[Task to carry out] An exact copy of every record is needed, with the pictures left out.

-- -- --

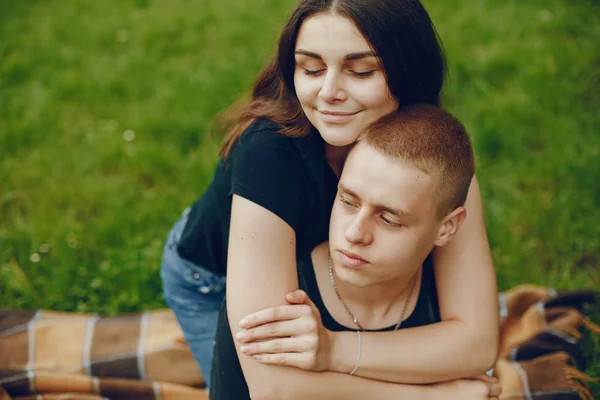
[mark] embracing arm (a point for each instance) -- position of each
(465, 342)
(261, 270)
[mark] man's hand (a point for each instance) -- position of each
(480, 387)
(291, 335)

-- -- --

[Exercise answer]
[mark] embracing arm (a point for each instance) -- position of each
(465, 342)
(261, 270)
[mark] man's hand (a point for each instance) -- position of each
(480, 387)
(291, 335)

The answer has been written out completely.